How is Kidney Stone Diagnosed? – Dr. A. Kadir Tepeler, MD

Kidney Stone
How is the diagnosis?

We use biochemical and radiological methods to diagnose kidney stones.
For this, we direct patients to the laboratory and radiology departments:

The first test is a urinalysis. Blood cells, crystals and bacteria are seen in the urine of stone patients if there is an infection. As a blood test, kidney function tests (creatinine, urea, BUN) should be done first. If infection is suspected, complete blood count and infection markers should be performed.

Definitive diagnosis of stone disease is made by radiological methods.

Ultrasound: It is the first preferred method. Not using radiation is the most important advantage and it is the first preferred method in children and pregnant patients.

X-Ray: As approximately 70% of the stones contain calcium, they can be viewed with X-ray (direct urinary system radiography). Stones that can be visualized by X-ray are called opaque (Ca-phosphate, Ca-oxalate), and those that cannot be visualized are called radiolucen or non-opaque stones (uric acid, ammonium urate, xanthine, drugs-induced stones). If some stones cannot be seen clearly, they are called semi-opaque (magnesium-ammonium-phosphate: struvite, apatite and cystine).

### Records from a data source
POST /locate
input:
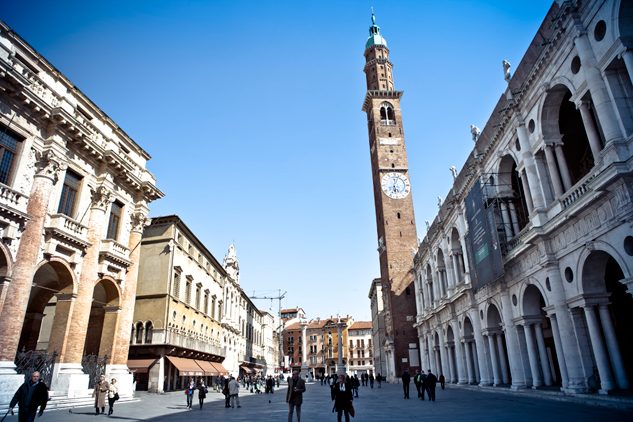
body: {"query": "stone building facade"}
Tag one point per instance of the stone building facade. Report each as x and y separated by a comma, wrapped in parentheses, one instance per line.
(376, 298)
(553, 165)
(176, 333)
(74, 195)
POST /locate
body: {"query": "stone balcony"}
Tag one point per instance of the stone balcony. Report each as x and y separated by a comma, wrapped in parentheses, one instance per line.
(113, 258)
(65, 236)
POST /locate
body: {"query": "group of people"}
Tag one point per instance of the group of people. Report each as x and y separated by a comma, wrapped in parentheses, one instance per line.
(423, 383)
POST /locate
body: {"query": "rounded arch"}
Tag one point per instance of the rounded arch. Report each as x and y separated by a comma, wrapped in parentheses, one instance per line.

### REQUIRED ACTION 1
Return the portion of the kidney stone diagnosis passage that begins with the words containing "X-Ray: As approximately 70%" and ends with "apatite and cystine).".
### REQUIRED ACTION 2
Summarize the kidney stone diagnosis passage in two sentences.
The listing above was drawn from a separate source.

### ANSWER AREA 1
X-Ray: As approximately 70% of the stones contain calcium, they can be viewed with X-ray (direct urinary system radiography). Stones that can be visualized by X-ray are called opaque (Ca-phosphate, Ca-oxalate), and those that cannot be visualized are called radiolucen or non-opaque stones (uric acid, ammonium urate, xanthine, drugs-induced stones). If some stones cannot be seen clearly, they are called semi-opaque (magnesium-ammonium-phosphate: struvite, apatite and cystine).

### ANSWER AREA 2
Kidney stones are diagnosed with biochemical tests, starting with a urinalysis and kidney function blood tests, plus a complete blood count and infection markers if infection is suspected. The definitive diagnosis comes from radiology: ultrasound is preferred first because it uses no radiation, and X-ray can show the roughly 70% of stones that contain calcium, with stones classed as opaque, non-opaque, or semi-opaque by how visible they are.